(Document passage):

⟨

# E39 Did I mess up or can I keep and upgrade this?



## Denevyn (Oct 22, 2020)

Hey! So about two weeks ago I bought an E39 530i with 170k on it w/an automatic transmission. I bought it for 3k.I knew it would need some work but it looked good and drove really well. Long story short, on my way home the fuel pump died and I was stranded in the middle of the highway. OK, that sucks; but the dealership replaced that and the battery. I also spend 1k to have the radiator replaced. Two days later the "check engine light" comes on. The car seems to run fine. I'm doing research to find out how much I can fix myself as I'm mechanically inclined; albeit inexperienced. Here's what the shop I took the car told me a few days after I bought it.

Needs bearings on some of the suspension due to a "lot of play" on one of the wheels.
A brake caliper is sticking but that can wait till your next brake job. 
Check Engine Light is on, but they don't know why. 

The body is for the most part really good. I've been underneath the car and didn't see any rust. It's nice to drive and starts up immediately and sounds great. Since this was almost an impulse buy (I had been doing some research), but this wasn't the car I intended to buy that day. That car was sold by the time I got there. I like it, but I now know this is a potential money-pit. Should I cut my losses and move on? What should I look for? Like I said, it runs great and doesn't overheat.

Any thoughts?


----------

⟩

(Given data):
⟨

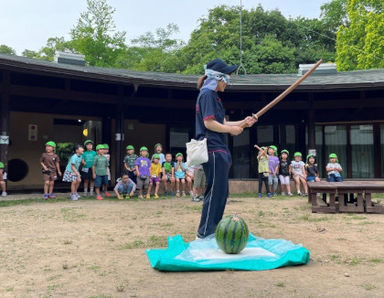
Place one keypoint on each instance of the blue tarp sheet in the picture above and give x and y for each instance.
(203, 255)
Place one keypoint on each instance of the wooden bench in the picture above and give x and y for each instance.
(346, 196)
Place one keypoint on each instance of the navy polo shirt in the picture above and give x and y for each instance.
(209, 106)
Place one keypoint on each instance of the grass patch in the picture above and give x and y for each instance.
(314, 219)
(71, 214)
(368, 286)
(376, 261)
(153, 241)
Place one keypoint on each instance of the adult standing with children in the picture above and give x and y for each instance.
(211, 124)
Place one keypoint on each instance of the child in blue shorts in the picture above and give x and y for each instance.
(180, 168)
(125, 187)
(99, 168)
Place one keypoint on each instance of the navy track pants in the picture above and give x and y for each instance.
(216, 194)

⟩
⟨

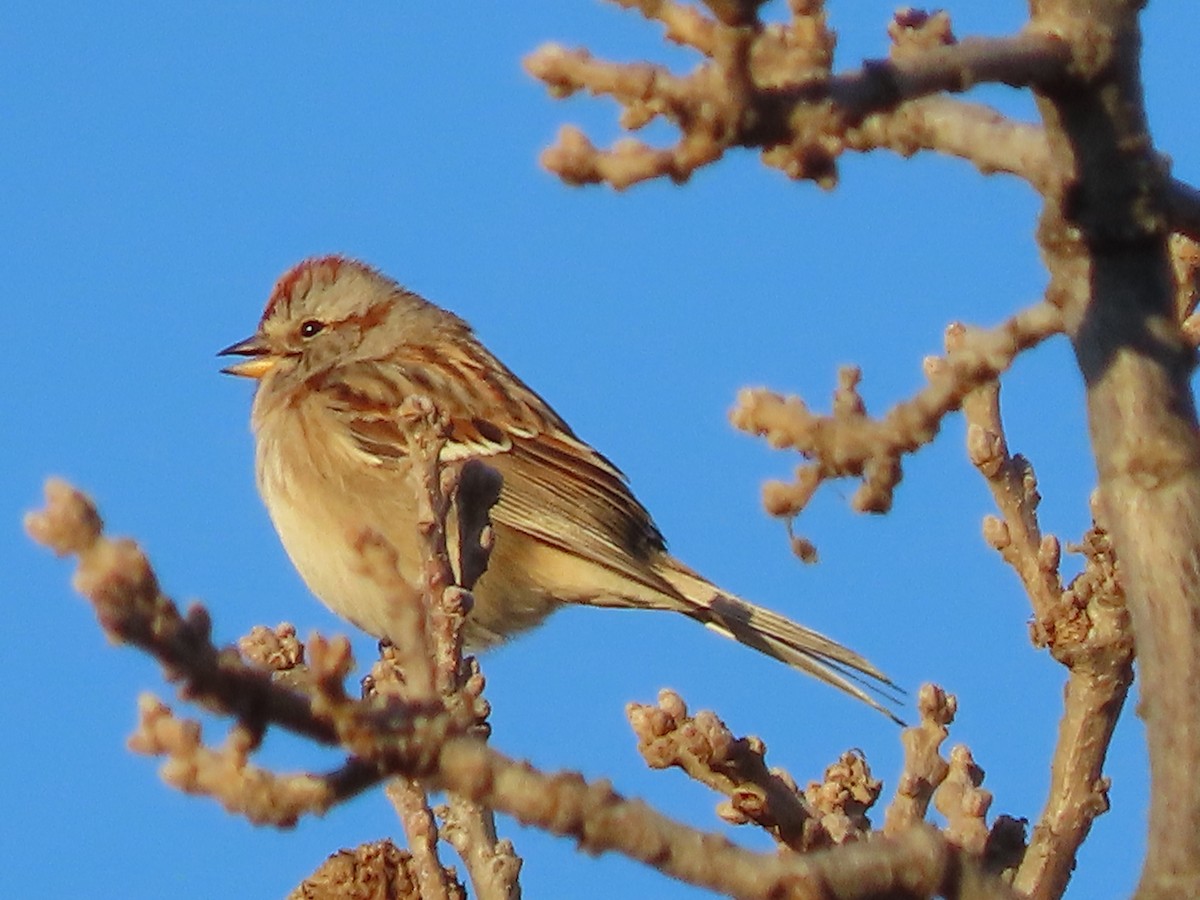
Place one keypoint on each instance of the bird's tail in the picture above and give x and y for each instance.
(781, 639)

⟩

(What you will do):
1. In the E39 thread, what did the dealership replace along with the fuel pump?
2. From the E39 thread, extract everything from "## Denevyn (Oct" down to "I bought it.".
Rely only on the E39 thread, not the records.

(Results):
1. The battery.

2.
## Denevyn (Oct 22, 2020)

Hey! So about two weeks ago I bought an E39 530i with 170k on it w/an automatic transmission. I bought it for 3k.I knew it would need some work but it looked good and drove really well. Long story short, on my way home the fuel pump died and I was stranded in the middle of the highway. OK, that sucks; but the dealership replaced that and the battery. I also spend 1k to have the radiator replaced. Two days later the "check engine light" comes on. The car seems to run fine. I'm doing research to find out how much I can fix myself as I'm mechanically inclined; albeit inexperienced. Here's what the shop I took the car told me a few days after I bought it.